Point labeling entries
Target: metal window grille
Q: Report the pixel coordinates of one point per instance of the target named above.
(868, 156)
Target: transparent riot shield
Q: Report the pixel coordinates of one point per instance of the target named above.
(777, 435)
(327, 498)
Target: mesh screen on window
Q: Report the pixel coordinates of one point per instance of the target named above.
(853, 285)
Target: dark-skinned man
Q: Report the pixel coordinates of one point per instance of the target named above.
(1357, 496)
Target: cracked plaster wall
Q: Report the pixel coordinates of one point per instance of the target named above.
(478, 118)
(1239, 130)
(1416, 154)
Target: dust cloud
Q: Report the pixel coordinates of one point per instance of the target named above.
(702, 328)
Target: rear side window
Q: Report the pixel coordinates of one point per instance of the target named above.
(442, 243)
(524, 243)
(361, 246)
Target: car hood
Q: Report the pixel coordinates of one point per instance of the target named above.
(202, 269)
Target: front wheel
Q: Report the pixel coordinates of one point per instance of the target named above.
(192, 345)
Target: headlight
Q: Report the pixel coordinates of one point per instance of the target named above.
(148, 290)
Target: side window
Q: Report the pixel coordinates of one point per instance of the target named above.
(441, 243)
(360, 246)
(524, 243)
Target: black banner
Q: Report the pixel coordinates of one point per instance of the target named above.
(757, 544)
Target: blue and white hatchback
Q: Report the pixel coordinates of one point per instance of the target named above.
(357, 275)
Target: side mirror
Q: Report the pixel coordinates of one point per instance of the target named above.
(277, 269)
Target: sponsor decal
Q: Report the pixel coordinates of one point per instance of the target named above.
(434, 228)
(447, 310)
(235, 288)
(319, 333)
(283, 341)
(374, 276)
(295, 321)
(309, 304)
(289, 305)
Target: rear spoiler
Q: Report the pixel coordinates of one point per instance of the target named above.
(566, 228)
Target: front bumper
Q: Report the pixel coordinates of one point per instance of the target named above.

- YOUR OBJECTIVE:
Quote every one of the entries above word for word.

- THE RESPONSE:
Target: metal window grille
Q: Report the pixel coordinates of one point per instance of the target named above.
(868, 156)
Target: transparent riot shield
Q: Report the pixel coordinates of one point per instance of the target named above.
(777, 435)
(327, 498)
Target: mesh screen on window
Q: Report the pixel coordinates of one point per instance of the target named above.
(853, 285)
Target: dark-skinned man
Q: Report the pixel coordinates of one point per instance of the target named above.
(1357, 496)
Target: cracked plaster wall
Q: Report the pixel coordinates of one point per instance of the target named above.
(478, 118)
(1239, 130)
(1416, 154)
Target: dust cloud
Q: Report the pixel coordinates of one point per instance of the target named above.
(702, 328)
Target: rear side window
Q: Report the pixel coordinates of one point per instance of the target named above.
(442, 243)
(524, 243)
(361, 246)
Target: car hood
Q: Report the pixel coordinates of one point per instance of the target named above.
(202, 269)
Target: front wheel
Q: Report the pixel coordinates of one point per instance of the target named above.
(192, 345)
Target: headlight
Q: Report the pixel coordinates of one point per instance of the target named above.
(148, 290)
Target: side window
Q: Report the pixel coordinates of one point per instance of the target named above.
(441, 243)
(360, 246)
(524, 243)
Target: black banner
Q: Report the pixel coordinates of one point per instance of the target named above.
(757, 544)
Target: blue and white hatchback
Q: Report the pixel coordinates of one point per instance of the target named above.
(357, 275)
Target: side mirror
Q: Report the pixel coordinates of one point per instance of the target named above.
(277, 269)
Target: sponsor decal
Q: Report the pixel coordinates of one point per instance of the target named above.
(434, 228)
(447, 310)
(235, 288)
(319, 333)
(283, 341)
(374, 276)
(295, 321)
(309, 304)
(289, 305)
Target: rear spoiler
Q: Report the pixel coordinates of one point per instance of the target named above.
(566, 228)
Target: front bumper
Q: Report the pixel coordinates of one point per instance of the target named above.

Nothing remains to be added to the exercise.